======== DOCUMENT PASSAGE ========

The conclusion to be argued from this as regards the advances of Western science in its last phase (which will cover, or quite possibly will not cover, the next two centuries) is, that in proportion as megalopolitan shallowness and triviality drive arts and sciences on to the bookstall and into the factory, the posthumous spirit of the Culture will confine itself more and more to very narrow circles; and that there, remote from advertisement, it will work in ideas and forms so abstruse that only a mere handful of superfine intelligences will be capable of attaching meanings to them.

VIII

In no Classical art-work is a relation with the beholder attempted, for that would require the form-language of the individual object to affirm and to make use of the existence of a relation between that object and ambient unlimited space. An Attic statue is a completely Euclidean body, timeless and relationless, wholly self-contained. It neither speaks nor looks. It is quite unconscious of the spectator. Unlike the plastic forms of every other Culture, it stands wholly for itself and fits into no architectural order; it is an individual amongst individuals, a body amongst bodies. And the living individuals merely perceive it as a neighbour, and do not feel it as an invasive influence, an efficient capable of traversing space. Thus is expressed the Apollinian life-feeling.

======== DATA SECTION ========

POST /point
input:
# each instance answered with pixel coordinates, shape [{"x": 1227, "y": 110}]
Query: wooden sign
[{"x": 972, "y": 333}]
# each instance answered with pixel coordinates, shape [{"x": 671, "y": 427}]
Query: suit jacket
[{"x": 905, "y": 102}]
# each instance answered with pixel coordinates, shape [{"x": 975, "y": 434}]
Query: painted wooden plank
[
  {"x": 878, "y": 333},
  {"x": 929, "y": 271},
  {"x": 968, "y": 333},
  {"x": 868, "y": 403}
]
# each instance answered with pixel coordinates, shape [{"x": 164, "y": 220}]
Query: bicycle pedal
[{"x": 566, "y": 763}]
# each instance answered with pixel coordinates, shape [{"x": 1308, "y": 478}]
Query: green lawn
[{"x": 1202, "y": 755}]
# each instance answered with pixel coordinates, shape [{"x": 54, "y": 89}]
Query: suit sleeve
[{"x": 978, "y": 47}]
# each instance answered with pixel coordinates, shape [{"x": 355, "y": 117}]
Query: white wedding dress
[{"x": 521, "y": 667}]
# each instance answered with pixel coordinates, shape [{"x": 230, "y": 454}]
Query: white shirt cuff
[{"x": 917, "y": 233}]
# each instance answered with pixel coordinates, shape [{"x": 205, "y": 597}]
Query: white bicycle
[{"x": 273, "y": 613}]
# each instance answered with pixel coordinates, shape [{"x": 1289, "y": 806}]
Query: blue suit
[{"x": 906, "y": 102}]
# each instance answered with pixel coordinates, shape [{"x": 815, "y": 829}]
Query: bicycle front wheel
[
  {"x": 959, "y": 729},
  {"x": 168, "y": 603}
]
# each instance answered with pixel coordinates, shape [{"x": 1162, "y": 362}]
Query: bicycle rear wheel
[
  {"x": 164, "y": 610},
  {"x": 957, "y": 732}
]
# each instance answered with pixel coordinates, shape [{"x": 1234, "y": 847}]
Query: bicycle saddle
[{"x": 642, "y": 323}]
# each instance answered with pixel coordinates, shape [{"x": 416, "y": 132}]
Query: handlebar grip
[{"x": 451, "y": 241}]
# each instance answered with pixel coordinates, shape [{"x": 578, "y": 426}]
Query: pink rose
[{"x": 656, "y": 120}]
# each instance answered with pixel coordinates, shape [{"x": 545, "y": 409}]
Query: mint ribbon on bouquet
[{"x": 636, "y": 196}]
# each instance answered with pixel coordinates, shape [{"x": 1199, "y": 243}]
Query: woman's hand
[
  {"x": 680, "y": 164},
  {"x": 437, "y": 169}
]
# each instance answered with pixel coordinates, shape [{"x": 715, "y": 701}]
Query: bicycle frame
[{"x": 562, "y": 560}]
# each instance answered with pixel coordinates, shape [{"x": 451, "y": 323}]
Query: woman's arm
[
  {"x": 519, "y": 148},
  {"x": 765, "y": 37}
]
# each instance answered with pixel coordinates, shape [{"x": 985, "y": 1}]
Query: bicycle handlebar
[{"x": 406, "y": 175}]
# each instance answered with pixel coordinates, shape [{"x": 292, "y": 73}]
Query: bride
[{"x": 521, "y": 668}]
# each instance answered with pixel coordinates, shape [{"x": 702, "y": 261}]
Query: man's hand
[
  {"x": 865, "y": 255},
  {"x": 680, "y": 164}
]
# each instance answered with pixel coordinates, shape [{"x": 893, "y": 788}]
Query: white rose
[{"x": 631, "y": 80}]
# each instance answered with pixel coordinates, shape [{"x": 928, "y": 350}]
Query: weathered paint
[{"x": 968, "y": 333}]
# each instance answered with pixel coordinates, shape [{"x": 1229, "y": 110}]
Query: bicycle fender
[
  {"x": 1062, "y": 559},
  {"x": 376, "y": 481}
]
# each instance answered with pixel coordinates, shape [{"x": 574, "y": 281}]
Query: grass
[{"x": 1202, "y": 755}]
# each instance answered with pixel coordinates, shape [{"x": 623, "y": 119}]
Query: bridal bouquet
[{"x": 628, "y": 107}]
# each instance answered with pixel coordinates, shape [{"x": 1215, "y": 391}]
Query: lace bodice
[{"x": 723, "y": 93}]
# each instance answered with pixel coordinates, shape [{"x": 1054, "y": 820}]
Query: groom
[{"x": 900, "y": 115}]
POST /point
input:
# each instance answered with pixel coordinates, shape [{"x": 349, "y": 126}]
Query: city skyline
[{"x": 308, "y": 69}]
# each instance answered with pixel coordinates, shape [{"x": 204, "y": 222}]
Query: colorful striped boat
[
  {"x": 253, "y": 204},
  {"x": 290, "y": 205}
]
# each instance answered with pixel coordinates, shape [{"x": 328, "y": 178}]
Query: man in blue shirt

========

THE EXERCISE:
Please continue the passage on Classical art and the Apollinian life-feeling from the point where it ends. The records aren't needed here.

RESPONSE TO THE EXERCISE:
The awakening Magian art at once reversed the meaning of these forms. The eyes of the statues and portraits in the Constantinian style are big and staring and very definitely directed. They represent the Pneuma, the higher of the two soul-substances. The Classical sculptor had fashioned the eyes as blind, but now the pupils are bored, the eye, unnaturally enlarged, looks into the space that in Attic art it had not acknowledged as existing. In the Classical fresco-painting, heads are turned towards one another, but in the mosaics of Ravenna and even in the relief-work of Early-Christian-Late-Roman sarcophagi they are always turned towards the beholder, and their wholly spiritual look is fixed upon him. Mysteriously and quite un-Classically the beholder’s sphere is invaded by an action-at-a-distance from the world that is in the art-work. Something of this magic can still be traced in early Florentine and early Rhenish gold-ground pictures.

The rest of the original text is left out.